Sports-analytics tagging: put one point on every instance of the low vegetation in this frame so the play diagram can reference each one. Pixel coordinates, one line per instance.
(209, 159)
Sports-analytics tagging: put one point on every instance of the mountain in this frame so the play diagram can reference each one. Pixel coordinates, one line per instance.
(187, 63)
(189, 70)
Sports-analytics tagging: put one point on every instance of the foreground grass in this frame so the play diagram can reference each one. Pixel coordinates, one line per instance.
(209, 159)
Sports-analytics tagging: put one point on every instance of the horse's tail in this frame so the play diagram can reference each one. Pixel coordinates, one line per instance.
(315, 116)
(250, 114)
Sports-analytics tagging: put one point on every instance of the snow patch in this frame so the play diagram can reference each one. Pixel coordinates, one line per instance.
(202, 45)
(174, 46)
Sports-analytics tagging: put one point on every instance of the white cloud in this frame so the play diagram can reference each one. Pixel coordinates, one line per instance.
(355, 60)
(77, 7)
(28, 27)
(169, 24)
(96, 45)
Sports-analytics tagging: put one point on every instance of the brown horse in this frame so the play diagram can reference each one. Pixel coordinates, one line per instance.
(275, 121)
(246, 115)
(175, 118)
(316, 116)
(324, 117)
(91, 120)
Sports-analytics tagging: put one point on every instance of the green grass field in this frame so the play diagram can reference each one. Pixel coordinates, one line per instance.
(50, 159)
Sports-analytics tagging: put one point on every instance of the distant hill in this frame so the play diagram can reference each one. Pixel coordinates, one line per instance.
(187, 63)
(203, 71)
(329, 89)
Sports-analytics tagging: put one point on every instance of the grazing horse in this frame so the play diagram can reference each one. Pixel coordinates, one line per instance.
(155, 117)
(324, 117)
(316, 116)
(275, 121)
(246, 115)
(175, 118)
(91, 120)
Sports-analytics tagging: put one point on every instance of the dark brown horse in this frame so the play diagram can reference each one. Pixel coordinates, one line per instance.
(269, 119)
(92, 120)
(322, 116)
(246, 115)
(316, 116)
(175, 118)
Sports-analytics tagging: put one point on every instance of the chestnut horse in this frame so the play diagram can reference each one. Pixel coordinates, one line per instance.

——

• [WORK TO DO]:
Exactly reproduce every line found in the records.

• [EXERCISE SOLUTION]:
Sports-analytics tagging: put one point on every instance of the low vegetation in this frame so the play diagram can reference each one. Pixel coordinates, one line per instance.
(209, 159)
Sports-analytics tagging: put one point on every instance of the mountain in this frame so the play diagram can reference each one. Pixel coordinates, one line per instance.
(187, 63)
(189, 70)
Sports-analytics tagging: put one point on every instance of the foreground grass in this frame so the play diagram can reference each one. Pixel coordinates, one line per instance.
(209, 159)
Sports-analytics tagging: put one point on every instance of the horse's tail in this frame so the play diagram can reference each one. Pixel coordinates, one line per instance.
(315, 116)
(250, 114)
Sports-analytics tagging: put one point on every instance of the snow patch in this frame so the play diagram can reference each one. Pixel coordinates, one line per instance.
(202, 45)
(174, 46)
Sports-analytics tagging: put one point on every instance of the white cloud in this frame so the play diagram can reference each one. Pixel coordinates, one line per instance.
(355, 60)
(77, 7)
(28, 27)
(169, 24)
(96, 45)
Sports-analytics tagging: put one point on every instance of the brown horse in this frame so the play diagram can reference each one. Pixel coordinates, one line per instance.
(275, 121)
(246, 115)
(175, 118)
(316, 116)
(324, 117)
(91, 120)
Sports-analytics tagging: put one point on every instance of the green grass field in this frame so the play diagram can reference each one. Pixel coordinates, one line per instance.
(50, 159)
Sports-analytics tagging: put one point on every instance of the distant hill in this frame so the play diagram can reference each one. Pixel coordinates, one line per instance.
(187, 63)
(203, 71)
(329, 89)
Sports-analytics tagging: put one point on every instance of the grazing horse in this frame so the play diagram can reference each one. Pixel coordinates, one line per instance.
(155, 117)
(324, 117)
(316, 116)
(275, 121)
(246, 115)
(175, 118)
(91, 120)
Sports-analytics tagging: put one point on every instance of the dark brown horse in this frame so the play diagram can reference each one. Pixel coordinates, one line per instance.
(269, 119)
(92, 120)
(322, 116)
(246, 115)
(316, 116)
(175, 118)
Sports-analytics tagging: put one point on every instance of the chestnut horse in this frame so the play diagram can reference each one. Pixel coordinates, one line per instance.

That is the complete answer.